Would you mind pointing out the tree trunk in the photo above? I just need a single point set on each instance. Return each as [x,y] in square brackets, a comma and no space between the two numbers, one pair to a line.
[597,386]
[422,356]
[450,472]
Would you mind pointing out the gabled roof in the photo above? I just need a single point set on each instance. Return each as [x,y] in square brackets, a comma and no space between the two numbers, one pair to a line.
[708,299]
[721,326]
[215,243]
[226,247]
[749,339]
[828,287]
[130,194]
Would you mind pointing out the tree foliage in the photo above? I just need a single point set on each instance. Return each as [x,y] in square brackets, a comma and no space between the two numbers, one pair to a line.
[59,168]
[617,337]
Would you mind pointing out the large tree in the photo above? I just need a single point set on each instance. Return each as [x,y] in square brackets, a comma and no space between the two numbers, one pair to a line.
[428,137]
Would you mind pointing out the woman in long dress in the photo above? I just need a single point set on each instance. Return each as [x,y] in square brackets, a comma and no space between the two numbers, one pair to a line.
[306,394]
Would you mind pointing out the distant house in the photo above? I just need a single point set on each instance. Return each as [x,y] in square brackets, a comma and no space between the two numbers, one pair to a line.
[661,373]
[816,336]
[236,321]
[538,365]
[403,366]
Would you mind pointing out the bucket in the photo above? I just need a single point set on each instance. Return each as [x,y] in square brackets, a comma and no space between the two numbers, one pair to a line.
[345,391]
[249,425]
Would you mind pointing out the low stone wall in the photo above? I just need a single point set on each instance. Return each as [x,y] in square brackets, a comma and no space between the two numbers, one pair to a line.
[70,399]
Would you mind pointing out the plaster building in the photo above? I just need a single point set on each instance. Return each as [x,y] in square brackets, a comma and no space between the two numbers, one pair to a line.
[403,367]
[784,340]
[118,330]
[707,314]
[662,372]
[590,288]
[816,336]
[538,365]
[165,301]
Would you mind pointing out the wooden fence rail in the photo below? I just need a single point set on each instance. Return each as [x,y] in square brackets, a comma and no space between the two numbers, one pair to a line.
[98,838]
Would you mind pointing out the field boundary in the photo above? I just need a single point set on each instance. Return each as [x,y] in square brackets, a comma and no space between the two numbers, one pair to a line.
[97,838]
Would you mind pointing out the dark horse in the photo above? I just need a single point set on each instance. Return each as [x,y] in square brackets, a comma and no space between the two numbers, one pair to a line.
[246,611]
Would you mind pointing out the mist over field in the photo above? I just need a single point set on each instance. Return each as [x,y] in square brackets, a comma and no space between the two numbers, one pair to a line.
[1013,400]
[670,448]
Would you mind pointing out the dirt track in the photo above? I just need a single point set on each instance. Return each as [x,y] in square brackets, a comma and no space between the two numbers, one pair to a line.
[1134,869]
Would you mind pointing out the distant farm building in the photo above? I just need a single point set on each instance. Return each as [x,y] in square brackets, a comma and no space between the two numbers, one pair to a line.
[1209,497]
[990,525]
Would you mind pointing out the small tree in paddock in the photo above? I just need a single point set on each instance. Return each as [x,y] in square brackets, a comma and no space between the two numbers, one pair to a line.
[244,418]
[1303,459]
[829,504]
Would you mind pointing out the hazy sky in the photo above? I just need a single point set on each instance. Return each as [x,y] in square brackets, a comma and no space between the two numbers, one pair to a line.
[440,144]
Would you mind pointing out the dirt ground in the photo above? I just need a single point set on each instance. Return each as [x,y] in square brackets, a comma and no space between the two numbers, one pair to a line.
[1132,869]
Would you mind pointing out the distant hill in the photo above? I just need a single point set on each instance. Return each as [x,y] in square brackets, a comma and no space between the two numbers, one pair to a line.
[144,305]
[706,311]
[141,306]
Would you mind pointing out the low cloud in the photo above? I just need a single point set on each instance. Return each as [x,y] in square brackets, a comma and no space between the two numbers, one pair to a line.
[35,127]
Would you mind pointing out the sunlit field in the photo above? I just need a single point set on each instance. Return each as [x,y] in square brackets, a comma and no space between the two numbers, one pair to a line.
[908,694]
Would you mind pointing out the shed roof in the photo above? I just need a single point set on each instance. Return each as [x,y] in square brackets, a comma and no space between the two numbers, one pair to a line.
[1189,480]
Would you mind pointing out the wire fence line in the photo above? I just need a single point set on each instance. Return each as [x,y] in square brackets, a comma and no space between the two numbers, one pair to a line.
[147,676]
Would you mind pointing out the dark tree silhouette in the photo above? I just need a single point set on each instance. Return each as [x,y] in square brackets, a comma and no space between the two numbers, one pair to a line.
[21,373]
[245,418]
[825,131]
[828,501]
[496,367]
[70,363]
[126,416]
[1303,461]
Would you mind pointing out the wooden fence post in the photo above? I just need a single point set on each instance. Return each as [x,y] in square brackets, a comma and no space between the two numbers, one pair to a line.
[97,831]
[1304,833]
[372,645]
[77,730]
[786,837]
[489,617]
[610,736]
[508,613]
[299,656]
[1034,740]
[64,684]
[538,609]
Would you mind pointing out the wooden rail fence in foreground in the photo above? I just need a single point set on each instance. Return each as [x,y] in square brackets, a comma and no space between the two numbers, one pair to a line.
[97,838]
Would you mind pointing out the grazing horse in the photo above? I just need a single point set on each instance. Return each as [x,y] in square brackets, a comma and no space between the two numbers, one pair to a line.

++++

TASK
Give an exact copy of all the data shown above.

EXERCISE ANSWER
Would you mind pointing out the tree trunk in the photo above? I just need a single point set on each instance. Return each as [x,y] in square brackets, a comma and no space between the two numbers, one pair to a line.
[597,386]
[422,356]
[450,472]
Would you mind pointing out the gabled roof in the photo above? I just need a single point set on each instance. Return each as [x,y] in square brackets, a comma and no space between the two numbers, one pair to a line.
[708,299]
[721,326]
[215,243]
[226,247]
[749,339]
[828,287]
[130,194]
Would you mind pointing out the tree foliage in the photo above? I just need a single point set on each instance. Return each as [x,y] in square brackets, a comma and no space between the two numbers, one pair to a line.
[59,168]
[617,337]
Would you mind pointing out the large tree in the photo above? I just need a single point set on each instance. Return each as [x,y] in square brackets, a comma and no space between the two numbers, one pair to a line.
[428,137]
Would you mind pointing out the woman in long dress in the photo above? I just need a single point set on each instance. Return each as [x,y] in square brackets, a comma and no space between the two numbers, one pair to a line.
[306,394]
Would you mind pointing out the distant house in the photo above? I just need a single point set on each instance. Return each as [x,y] in square brackets, a comma and no space between the two numbers, one pair to a line.
[661,373]
[816,336]
[236,321]
[538,365]
[403,366]
Would you mind pointing out the bucket in the photo above? I just need a single point set on each instance. Return each as [x,y] in square brackets, a comma and no space between the two numbers, one pair to a line.
[345,391]
[249,425]
Would you mind pointing out the low stone wall in the photo above? I just need a single point set on each instance. Return each as [x,y] in square brackets, a comma and no space between the two numbers, one pair to a line.
[70,399]
Would you mind pointing out the plaster building in the photo above? I just need a single point set on each instance. Return each as [x,y] in square brackets, a comma and no space between the two numbers, one pair to a line.
[403,367]
[784,340]
[118,330]
[707,314]
[662,372]
[590,288]
[816,336]
[538,365]
[165,301]
Would you mind pointing out the wooden fence rail in the photo below? I just need a single point set on each instance. Return each as [x,y] in square brackets, a comma and no space between the two numbers, one pair to a line.
[98,838]
Would you mind pointing out the field boundary in the photo above? I just need a single point set on each instance. Return each as [x,y] in square brackets, a comma and no space between the two numbers, one pair to a line.
[97,838]
Would you mind pointing out the dark horse in the photo above? I just need a single point set on each instance. Return each as [x,y] in square brackets, a comma and no space between the two numbers, one pair to a line.
[246,611]
Would you mind pointing out the mist over field in the photo above? I just need a single point set on each instance. Return each as [x,y] in square brackets, a comma and no space between the two numbers, one pair to a line.
[1013,400]
[670,448]
Would you mind pointing out the dirt track in the photo above? I just need a single point set on each instance. Return each as [x,y] in square brackets, a comma and no space between the two numbers, one pair to a line.
[1134,869]
Would you mind pointing out the distant farm building in the photo above? I just need a single point set on each instance. Return each as [x,y] in square brackets, a comma and no space between the two numbers, one pair to a line.
[1209,497]
[990,525]
Would you mind pointing out the small tree in paddock in the photo above? I just need a single point set on each instance. Return each as [x,y] in square brackets, a comma and no space between the two numbers, one pair to a line.
[244,418]
[1303,459]
[829,504]
Would you mind pointing out the hazy sky in the photo above? I just need a single point set on each instance. Return each as [x,y] in square brackets, a comma and no space between the two numbers, one pair to a line.
[440,144]
Would you mind pointing out the dirt ground in the photo above? I just need a single point set on each instance. Return each as [x,y] in square brackets, a comma and no space between the two numbers, one pair to a line.
[1132,869]
Would you mind pointing out the distant hill in the photo above? I just need a single point set on each instance. Return each as [x,y] in square brackets, a comma and no space between the two numbers, one pair to a line.
[144,305]
[706,311]
[141,306]
Would you mind pointing out the low cloud in the photo above? I just need a single point set on each instance. Return each as [x,y] in square brackets, a comma and no space between the two numbers, one pair to a line.
[35,127]
Would you mind pointing out the sunlit field in the photo above? I just need a single point set on each instance. Return each as [x,y] in square brackets, a comma and no space between the two numbers, one pair to a line.
[908,694]
Would you mind pointing out the shed roof in the photo above? I just need a single point set on each instance. Return each as [x,y] in square brackets, a comma and no space between the two numbers, one pair to a line.
[1189,480]
Would you mind pointing out the wire fence line in the photo above? I just need a single point set on each instance. Return each as [x,y] in square brackets, a comma and no space between the two numbers, one pair to a line.
[147,676]
Would you mind pointing out the dark tree silhouette in the photo above? I just need a single point set on each instance. Return each as [x,y] in square brackets, a comma and no space between the two numbers, one pair to a line.
[21,373]
[245,418]
[825,131]
[828,501]
[496,367]
[70,363]
[126,416]
[1303,461]
Would you mind pointing out the wooden fence post in the photo above? I just need a single point set on each instance. Return each as [x,y] in square brackets, a comma and no space between the two numbers, one pair to a line.
[97,831]
[1304,833]
[372,645]
[77,730]
[786,837]
[489,617]
[610,736]
[508,613]
[299,656]
[1034,740]
[64,684]
[538,609]
Would you mind pointing out the wooden rail fence in foreground in the photo above? I just need a single point set on each instance. Return each as [x,y] in square brackets, a comma and no space between the two numbers, one pair to a line.
[97,838]
Would you mind pointing out the grazing horse in the photo above? I just need a single point set on each instance. Return each as [x,y] in square brackets, a comma and no space between the two numbers, one pair to a line.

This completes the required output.